- Given problem: Return the listing below exactly, with the pictures dropped.
╭─ Supplied data
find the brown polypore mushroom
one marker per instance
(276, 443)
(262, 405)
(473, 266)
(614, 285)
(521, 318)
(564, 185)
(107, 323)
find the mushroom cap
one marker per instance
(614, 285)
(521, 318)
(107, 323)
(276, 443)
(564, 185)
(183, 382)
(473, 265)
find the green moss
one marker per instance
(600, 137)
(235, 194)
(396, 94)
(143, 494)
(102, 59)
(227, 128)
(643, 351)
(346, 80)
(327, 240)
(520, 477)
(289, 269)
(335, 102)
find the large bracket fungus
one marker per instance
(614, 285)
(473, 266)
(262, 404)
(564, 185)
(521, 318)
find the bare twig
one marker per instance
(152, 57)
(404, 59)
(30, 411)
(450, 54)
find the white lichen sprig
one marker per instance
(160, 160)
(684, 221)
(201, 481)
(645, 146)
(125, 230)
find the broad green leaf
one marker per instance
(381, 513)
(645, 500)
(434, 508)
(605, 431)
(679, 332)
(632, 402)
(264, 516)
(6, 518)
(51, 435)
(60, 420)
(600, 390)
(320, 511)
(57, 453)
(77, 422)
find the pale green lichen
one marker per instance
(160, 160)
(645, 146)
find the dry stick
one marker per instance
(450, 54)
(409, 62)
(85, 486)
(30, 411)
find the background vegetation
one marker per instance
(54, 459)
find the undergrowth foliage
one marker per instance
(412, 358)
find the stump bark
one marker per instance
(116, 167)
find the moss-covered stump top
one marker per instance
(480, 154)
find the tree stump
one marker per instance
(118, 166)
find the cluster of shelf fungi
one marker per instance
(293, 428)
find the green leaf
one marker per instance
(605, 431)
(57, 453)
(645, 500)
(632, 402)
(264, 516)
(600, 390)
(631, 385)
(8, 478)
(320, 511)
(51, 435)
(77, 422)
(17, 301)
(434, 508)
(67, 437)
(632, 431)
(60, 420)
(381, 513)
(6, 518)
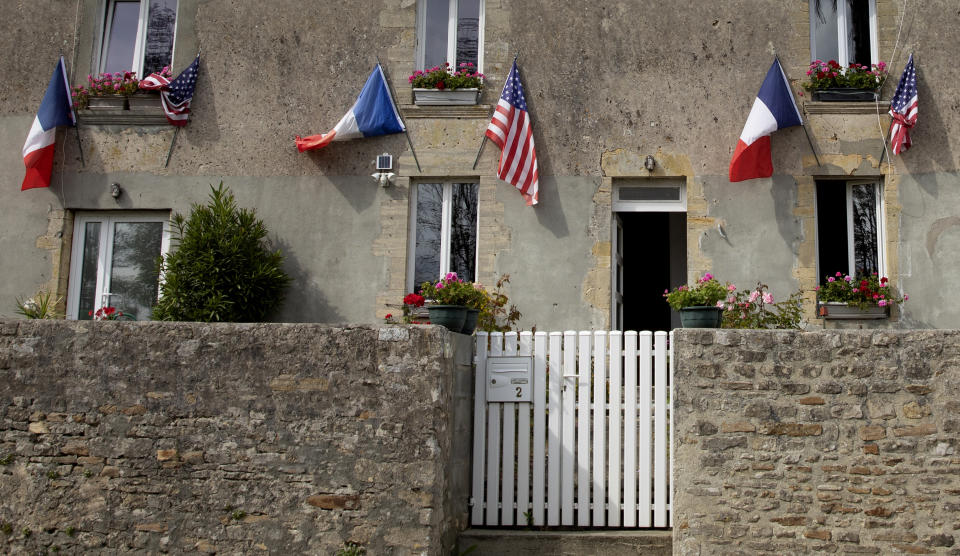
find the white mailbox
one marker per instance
(509, 379)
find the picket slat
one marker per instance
(643, 438)
(539, 426)
(584, 377)
(569, 428)
(591, 446)
(479, 428)
(523, 444)
(630, 429)
(615, 418)
(555, 375)
(660, 431)
(599, 426)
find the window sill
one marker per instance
(468, 111)
(855, 107)
(145, 117)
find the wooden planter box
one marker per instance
(842, 311)
(455, 97)
(846, 95)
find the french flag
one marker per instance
(774, 109)
(373, 114)
(55, 110)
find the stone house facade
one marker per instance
(636, 112)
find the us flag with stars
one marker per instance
(511, 130)
(903, 109)
(175, 96)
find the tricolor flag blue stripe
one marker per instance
(374, 113)
(773, 109)
(56, 109)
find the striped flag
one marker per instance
(903, 109)
(175, 96)
(55, 110)
(511, 130)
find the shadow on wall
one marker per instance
(304, 301)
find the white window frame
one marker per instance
(843, 15)
(881, 227)
(140, 45)
(105, 251)
(452, 20)
(651, 205)
(446, 212)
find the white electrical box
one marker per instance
(509, 379)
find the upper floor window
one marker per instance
(443, 232)
(850, 234)
(449, 31)
(844, 30)
(137, 35)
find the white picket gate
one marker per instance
(591, 448)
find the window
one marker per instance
(449, 31)
(844, 30)
(850, 233)
(444, 232)
(137, 35)
(114, 262)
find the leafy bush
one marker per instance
(757, 309)
(222, 269)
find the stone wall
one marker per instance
(800, 442)
(177, 437)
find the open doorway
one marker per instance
(649, 253)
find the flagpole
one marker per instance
(483, 142)
(802, 123)
(393, 96)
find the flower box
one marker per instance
(841, 311)
(445, 97)
(846, 95)
(107, 102)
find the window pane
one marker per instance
(824, 20)
(434, 36)
(160, 27)
(865, 228)
(122, 36)
(88, 271)
(427, 252)
(463, 231)
(134, 272)
(832, 254)
(468, 31)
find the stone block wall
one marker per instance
(156, 437)
(801, 442)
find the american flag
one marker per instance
(903, 109)
(175, 95)
(511, 130)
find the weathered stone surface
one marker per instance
(294, 438)
(861, 463)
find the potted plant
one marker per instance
(831, 82)
(701, 305)
(863, 297)
(444, 86)
(449, 297)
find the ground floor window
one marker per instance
(443, 231)
(850, 234)
(115, 262)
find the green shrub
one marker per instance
(222, 269)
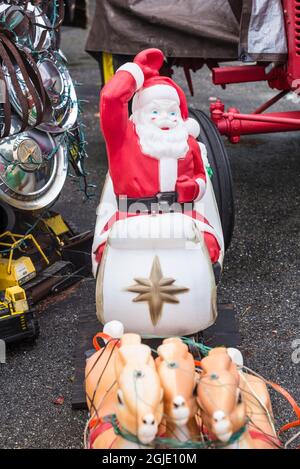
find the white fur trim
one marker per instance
(193, 127)
(202, 188)
(146, 95)
(168, 169)
(135, 71)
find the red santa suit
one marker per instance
(138, 175)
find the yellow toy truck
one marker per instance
(17, 320)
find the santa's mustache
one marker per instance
(159, 143)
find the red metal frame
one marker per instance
(284, 78)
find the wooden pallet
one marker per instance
(224, 332)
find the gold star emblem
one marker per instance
(156, 290)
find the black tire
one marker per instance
(222, 178)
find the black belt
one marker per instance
(163, 202)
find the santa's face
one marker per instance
(163, 113)
(161, 130)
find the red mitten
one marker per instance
(187, 189)
(212, 246)
(150, 61)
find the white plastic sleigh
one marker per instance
(156, 275)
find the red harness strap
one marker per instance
(101, 428)
(257, 435)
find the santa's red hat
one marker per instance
(145, 69)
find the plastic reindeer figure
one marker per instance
(121, 379)
(176, 370)
(235, 408)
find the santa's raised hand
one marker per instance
(154, 151)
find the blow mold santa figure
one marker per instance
(153, 155)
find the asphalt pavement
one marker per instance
(261, 274)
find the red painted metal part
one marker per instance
(238, 74)
(291, 10)
(234, 124)
(285, 77)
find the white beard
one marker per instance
(159, 143)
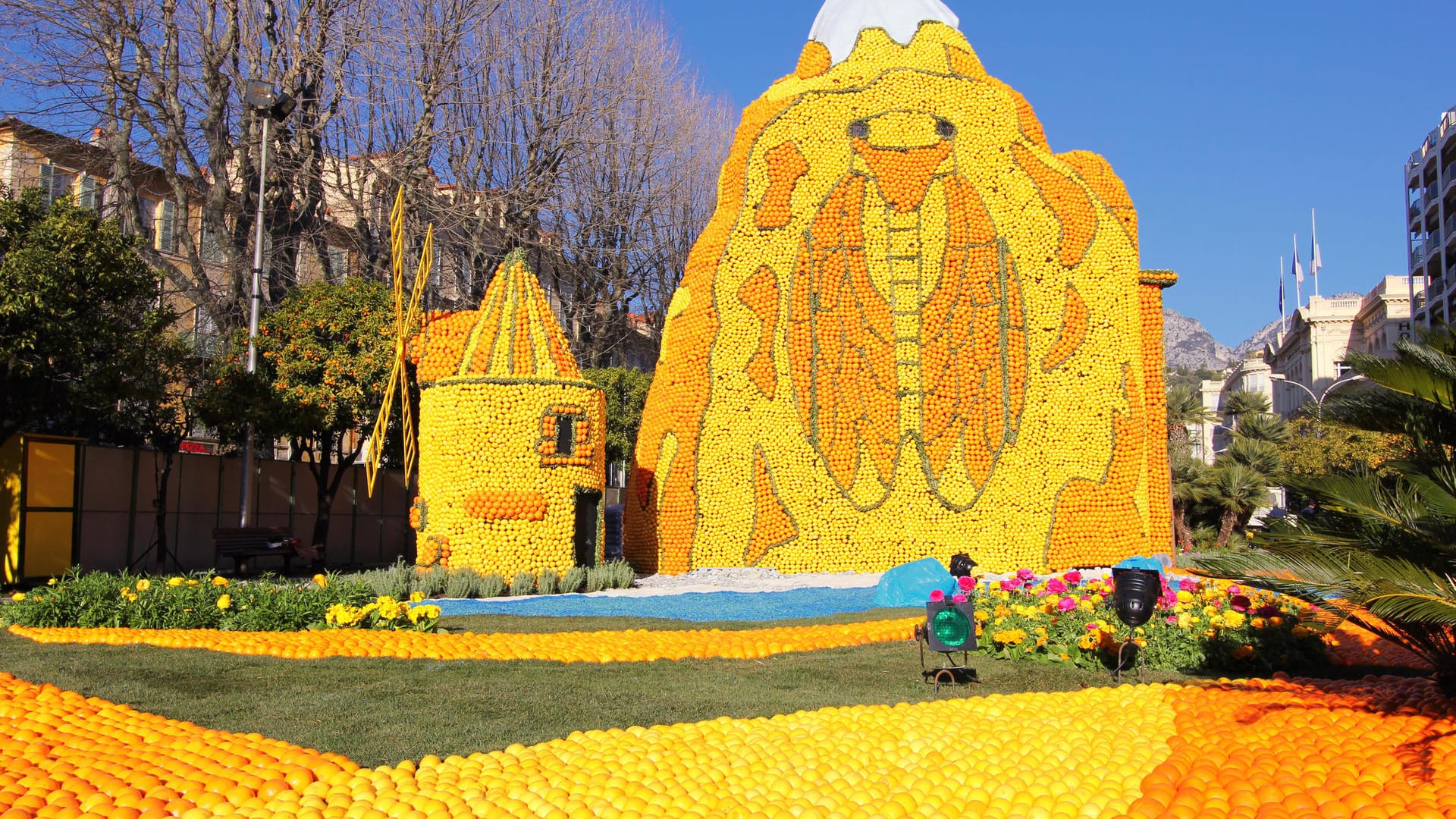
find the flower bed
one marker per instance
(99, 599)
(1199, 626)
(1285, 748)
(568, 648)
╰─
- Task solution:
find the brown polypore mushroom
one marker per instance
(276, 443)
(262, 405)
(473, 266)
(614, 285)
(521, 318)
(564, 185)
(107, 323)
find the mushroom cap
one marker per instance
(614, 285)
(521, 318)
(107, 323)
(276, 443)
(564, 185)
(183, 382)
(473, 265)
find the green moss
one marker per instance
(600, 137)
(235, 194)
(396, 94)
(143, 494)
(102, 59)
(227, 128)
(643, 351)
(346, 80)
(327, 240)
(520, 477)
(289, 269)
(335, 102)
find the large bracket fungus
one marker per instance
(614, 285)
(473, 266)
(262, 404)
(564, 185)
(521, 318)
find the bare twig
one marker per instance
(152, 57)
(404, 59)
(30, 411)
(450, 54)
find the white lichen sprig
one marker per instance
(160, 160)
(684, 221)
(201, 481)
(645, 146)
(125, 230)
find the broad green leaf
one marker per instance
(381, 513)
(645, 500)
(434, 508)
(605, 431)
(679, 332)
(632, 402)
(264, 516)
(6, 518)
(51, 435)
(60, 420)
(600, 390)
(320, 511)
(57, 453)
(77, 422)
find the pale green lichen
one marker per instance
(160, 160)
(645, 146)
find the dry stick
one marker per instance
(450, 54)
(409, 62)
(85, 486)
(30, 411)
find the background vegetation
one marker per instance
(54, 459)
find the undergrowth foliage
one marker per instance
(412, 358)
find the stump bark
one marker per instance
(116, 167)
find the moss-covered stump top
one marker per instance
(480, 154)
find the tree stump
one marker per instance
(118, 166)
find the cluster of shelf fungi
one marker per instance
(293, 428)
find the green leaf
one marker per instance
(605, 431)
(57, 453)
(645, 500)
(632, 402)
(264, 516)
(600, 390)
(631, 385)
(8, 478)
(320, 511)
(51, 435)
(77, 422)
(17, 301)
(434, 508)
(67, 437)
(632, 431)
(60, 420)
(381, 513)
(6, 518)
find the white mailbox
one marker per instance
(509, 379)
find the picket slat
one marker per instance
(643, 438)
(539, 426)
(584, 377)
(569, 428)
(591, 446)
(479, 428)
(523, 444)
(630, 429)
(615, 418)
(555, 375)
(660, 431)
(599, 426)
find the window sill
one marker per instance
(468, 111)
(855, 107)
(145, 117)
find the wooden planter box
one marker per instance
(842, 311)
(455, 97)
(846, 95)
find the french flag
one marker per instance
(774, 109)
(373, 114)
(55, 110)
find the stone house facade
one marker per instance
(636, 112)
find the us flag with stars
one marker per instance
(511, 130)
(903, 109)
(175, 96)
find the tricolor flag blue stripe
one marker per instance
(374, 113)
(773, 109)
(56, 109)
find the striped flag
one marker per instance
(903, 109)
(175, 96)
(55, 110)
(511, 130)
find the shadow on wall
one marker per instance
(304, 301)
find the white window frame
one marker per instance
(843, 15)
(881, 227)
(140, 45)
(105, 251)
(452, 20)
(651, 205)
(446, 212)
find the white electrical box
one marker per instance
(509, 379)
find the upper floor window
one marker per instance
(443, 232)
(850, 234)
(449, 31)
(844, 30)
(137, 35)
find the white picket gate
one marker per instance
(591, 448)
find the window
one marker per instance
(449, 31)
(844, 30)
(850, 233)
(444, 232)
(137, 35)
(114, 262)
find the leafy bush
one marker per instance
(757, 309)
(222, 269)
find the stone wall
one marker per instance
(800, 442)
(177, 437)
find the open doorway
one marker per instance
(649, 253)
find the flagpole
one marker per instance
(483, 142)
(802, 123)
(393, 96)
find the flower box
one marker per instance
(841, 311)
(445, 97)
(846, 95)
(107, 102)
find the window pane
one marker per instance
(824, 20)
(434, 36)
(160, 27)
(865, 228)
(122, 36)
(88, 271)
(427, 252)
(463, 231)
(134, 272)
(832, 254)
(468, 31)
find the stone block wall
one marker per instance
(156, 437)
(801, 442)
find the american flag
one marker per instance
(903, 109)
(175, 95)
(511, 130)
find the weathered stone surface
one marker per instance
(294, 438)
(861, 463)
find the potted plant
one marker per instance
(831, 82)
(701, 305)
(863, 297)
(444, 86)
(449, 297)
find the ground floor window
one marker per instance
(443, 231)
(850, 234)
(115, 262)
find the green shrub
one marker per instance
(222, 269)
find the white fur trim
one marker per instance
(193, 127)
(202, 188)
(146, 95)
(168, 169)
(135, 71)
find the red santa suit
one marker per instance
(138, 175)
find the yellow toy truck
one marker per instance
(17, 320)
find the santa's mustache
one marker per instance
(159, 143)
find the red metal frame
one marker per instance
(284, 78)
find the wooden pallet
one marker per instance
(224, 332)
find the gold star emblem
one marker per instance
(156, 290)
find the black tire
one marker per instance
(222, 178)
find the black belt
one marker per instance
(163, 202)
find the santa's face
one marker per instance
(163, 113)
(161, 130)
find the red mitten
one marker per instance
(187, 189)
(212, 246)
(150, 61)
find the white plastic sleigh
one marker per instance
(156, 275)
find the red harness strap
one marker per instance
(101, 428)
(257, 435)
find the santa's red hat
one marker per instance
(145, 69)
find the plastic reindeer figure
one marker per instance
(121, 379)
(176, 370)
(235, 408)
find the santa's raised hand
one marker per instance
(154, 151)
find the blow mold santa figure
one marker per instance
(153, 155)
find the asphalt pavement
one marker per instance
(261, 274)
find the red painted metal part
one marker per instance
(238, 74)
(291, 10)
(234, 124)
(285, 77)
find the white beard
one marker per instance
(159, 143)
find the flower bed
one marker per instance
(99, 599)
(1199, 626)
(1285, 748)
(568, 648)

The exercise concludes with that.